Write out exactly the lines below that run from the line containing "locate cabinet door -- one point per instance" through the last line of the records.

◇ ◇ ◇

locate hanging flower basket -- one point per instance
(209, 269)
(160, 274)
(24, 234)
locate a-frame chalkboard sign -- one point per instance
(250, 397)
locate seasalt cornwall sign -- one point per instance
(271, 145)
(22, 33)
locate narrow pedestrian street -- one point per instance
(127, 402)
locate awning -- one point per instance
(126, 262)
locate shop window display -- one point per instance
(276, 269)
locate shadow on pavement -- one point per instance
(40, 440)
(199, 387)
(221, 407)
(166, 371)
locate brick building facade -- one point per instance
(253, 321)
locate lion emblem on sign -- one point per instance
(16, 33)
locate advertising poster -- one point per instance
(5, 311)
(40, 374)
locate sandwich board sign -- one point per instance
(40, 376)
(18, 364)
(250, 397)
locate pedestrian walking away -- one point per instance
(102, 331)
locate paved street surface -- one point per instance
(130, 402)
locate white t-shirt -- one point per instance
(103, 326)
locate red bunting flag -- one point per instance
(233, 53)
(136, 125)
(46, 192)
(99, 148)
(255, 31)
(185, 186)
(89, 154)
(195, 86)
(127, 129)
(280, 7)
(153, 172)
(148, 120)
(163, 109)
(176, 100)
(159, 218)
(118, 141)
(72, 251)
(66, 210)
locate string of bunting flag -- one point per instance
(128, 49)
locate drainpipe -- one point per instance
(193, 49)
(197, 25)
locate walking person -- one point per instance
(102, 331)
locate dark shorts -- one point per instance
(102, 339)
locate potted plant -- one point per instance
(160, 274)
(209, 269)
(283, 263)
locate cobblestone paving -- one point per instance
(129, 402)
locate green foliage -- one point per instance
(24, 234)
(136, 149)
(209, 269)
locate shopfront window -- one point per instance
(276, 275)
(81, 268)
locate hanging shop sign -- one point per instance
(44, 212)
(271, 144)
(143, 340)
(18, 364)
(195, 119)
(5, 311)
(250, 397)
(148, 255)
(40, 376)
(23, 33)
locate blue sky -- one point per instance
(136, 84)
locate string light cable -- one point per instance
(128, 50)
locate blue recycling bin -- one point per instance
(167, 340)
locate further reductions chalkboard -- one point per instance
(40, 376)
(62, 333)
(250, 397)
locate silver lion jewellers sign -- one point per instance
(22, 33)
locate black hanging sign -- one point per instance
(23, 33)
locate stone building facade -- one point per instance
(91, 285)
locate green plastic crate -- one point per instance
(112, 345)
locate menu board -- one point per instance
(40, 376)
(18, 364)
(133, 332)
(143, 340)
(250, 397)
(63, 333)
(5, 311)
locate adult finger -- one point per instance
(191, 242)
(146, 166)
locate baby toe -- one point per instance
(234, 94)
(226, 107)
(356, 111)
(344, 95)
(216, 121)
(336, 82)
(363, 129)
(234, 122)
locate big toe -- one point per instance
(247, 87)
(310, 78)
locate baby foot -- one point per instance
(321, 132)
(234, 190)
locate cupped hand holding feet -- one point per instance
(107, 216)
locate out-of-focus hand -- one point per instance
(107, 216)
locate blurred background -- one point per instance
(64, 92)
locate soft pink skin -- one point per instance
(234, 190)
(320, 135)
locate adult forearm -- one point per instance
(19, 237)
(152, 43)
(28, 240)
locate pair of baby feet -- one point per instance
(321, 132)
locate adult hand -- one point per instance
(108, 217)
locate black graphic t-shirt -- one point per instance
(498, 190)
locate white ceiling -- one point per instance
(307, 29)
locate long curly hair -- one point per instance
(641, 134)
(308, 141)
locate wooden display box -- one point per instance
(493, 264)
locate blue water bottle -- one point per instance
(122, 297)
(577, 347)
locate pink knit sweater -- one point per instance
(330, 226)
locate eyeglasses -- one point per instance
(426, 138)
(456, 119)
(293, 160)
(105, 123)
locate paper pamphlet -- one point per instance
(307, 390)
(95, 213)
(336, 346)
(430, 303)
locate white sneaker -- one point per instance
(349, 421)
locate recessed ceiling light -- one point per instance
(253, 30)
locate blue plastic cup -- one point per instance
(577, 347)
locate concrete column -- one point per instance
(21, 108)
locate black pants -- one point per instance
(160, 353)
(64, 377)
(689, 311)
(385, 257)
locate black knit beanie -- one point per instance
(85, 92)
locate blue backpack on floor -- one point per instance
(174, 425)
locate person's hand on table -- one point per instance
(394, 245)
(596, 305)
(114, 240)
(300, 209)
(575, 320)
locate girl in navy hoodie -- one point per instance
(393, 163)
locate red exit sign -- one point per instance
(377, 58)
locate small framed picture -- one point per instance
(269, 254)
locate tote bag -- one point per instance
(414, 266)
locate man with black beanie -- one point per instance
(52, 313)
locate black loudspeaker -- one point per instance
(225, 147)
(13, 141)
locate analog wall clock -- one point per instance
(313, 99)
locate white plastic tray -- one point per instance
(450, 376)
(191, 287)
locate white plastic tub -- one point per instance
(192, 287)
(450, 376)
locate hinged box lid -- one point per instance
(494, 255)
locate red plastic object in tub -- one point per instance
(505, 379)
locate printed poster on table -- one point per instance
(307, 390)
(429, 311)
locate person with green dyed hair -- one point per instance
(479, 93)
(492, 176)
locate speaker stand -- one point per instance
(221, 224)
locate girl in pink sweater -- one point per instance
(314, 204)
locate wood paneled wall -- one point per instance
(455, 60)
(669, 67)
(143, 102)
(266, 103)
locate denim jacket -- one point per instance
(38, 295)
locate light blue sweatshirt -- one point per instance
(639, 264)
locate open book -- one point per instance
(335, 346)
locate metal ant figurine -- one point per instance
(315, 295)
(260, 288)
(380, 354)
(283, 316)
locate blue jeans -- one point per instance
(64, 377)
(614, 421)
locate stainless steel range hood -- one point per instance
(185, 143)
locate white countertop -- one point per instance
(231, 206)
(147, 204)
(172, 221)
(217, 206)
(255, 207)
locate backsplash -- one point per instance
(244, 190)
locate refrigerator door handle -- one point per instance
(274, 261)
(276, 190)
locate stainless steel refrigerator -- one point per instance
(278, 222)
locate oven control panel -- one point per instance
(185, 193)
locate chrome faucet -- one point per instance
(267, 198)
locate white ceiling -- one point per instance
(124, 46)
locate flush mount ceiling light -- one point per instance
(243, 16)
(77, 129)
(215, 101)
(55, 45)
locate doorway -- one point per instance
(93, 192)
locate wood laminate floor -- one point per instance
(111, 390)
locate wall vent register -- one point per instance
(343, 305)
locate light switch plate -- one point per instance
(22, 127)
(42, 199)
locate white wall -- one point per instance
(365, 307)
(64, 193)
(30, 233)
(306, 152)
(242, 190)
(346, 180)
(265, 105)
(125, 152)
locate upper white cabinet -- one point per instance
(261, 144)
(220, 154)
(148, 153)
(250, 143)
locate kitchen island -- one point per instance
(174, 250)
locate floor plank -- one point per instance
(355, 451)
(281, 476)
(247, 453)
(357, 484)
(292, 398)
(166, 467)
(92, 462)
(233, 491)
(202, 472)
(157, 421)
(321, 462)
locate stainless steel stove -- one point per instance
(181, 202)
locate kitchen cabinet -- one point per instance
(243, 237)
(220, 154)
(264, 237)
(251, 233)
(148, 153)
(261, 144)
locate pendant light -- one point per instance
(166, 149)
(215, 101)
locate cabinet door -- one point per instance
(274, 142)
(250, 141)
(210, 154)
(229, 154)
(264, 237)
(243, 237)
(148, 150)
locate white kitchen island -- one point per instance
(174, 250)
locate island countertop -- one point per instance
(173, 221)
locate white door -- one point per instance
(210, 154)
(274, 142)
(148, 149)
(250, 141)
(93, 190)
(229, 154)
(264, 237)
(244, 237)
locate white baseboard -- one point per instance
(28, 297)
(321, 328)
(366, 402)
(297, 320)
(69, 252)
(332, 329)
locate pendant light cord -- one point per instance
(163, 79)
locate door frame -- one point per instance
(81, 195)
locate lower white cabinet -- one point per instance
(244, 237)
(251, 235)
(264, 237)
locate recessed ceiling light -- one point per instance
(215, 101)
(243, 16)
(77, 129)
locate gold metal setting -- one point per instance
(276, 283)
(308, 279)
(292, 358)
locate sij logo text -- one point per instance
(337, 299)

◇ ◇ ◇

_Written answer_.
locate cabinet door -- one point per instance
(274, 142)
(250, 141)
(210, 154)
(229, 154)
(264, 237)
(243, 237)
(148, 150)
locate white kitchen island -- one point per instance
(174, 250)
locate island countertop -- one point per instance
(173, 221)
locate white door -- one point per instance
(210, 154)
(274, 142)
(148, 149)
(250, 141)
(93, 190)
(229, 154)
(264, 237)
(244, 237)
locate white baseboard -- one point per instance
(28, 297)
(321, 328)
(366, 402)
(297, 320)
(69, 252)
(332, 329)
locate pendant light cord -- one point per instance
(163, 79)
locate door frame -- one point per instance
(81, 195)
locate lower white cabinet -- one point per instance
(244, 237)
(251, 235)
(264, 237)
locate recessed ceiling light -- one point per instance
(215, 101)
(243, 16)
(77, 129)
locate gold metal setting -- one point per instance
(276, 283)
(308, 279)
(292, 358)
locate sij logo text -- one point per instance
(337, 299)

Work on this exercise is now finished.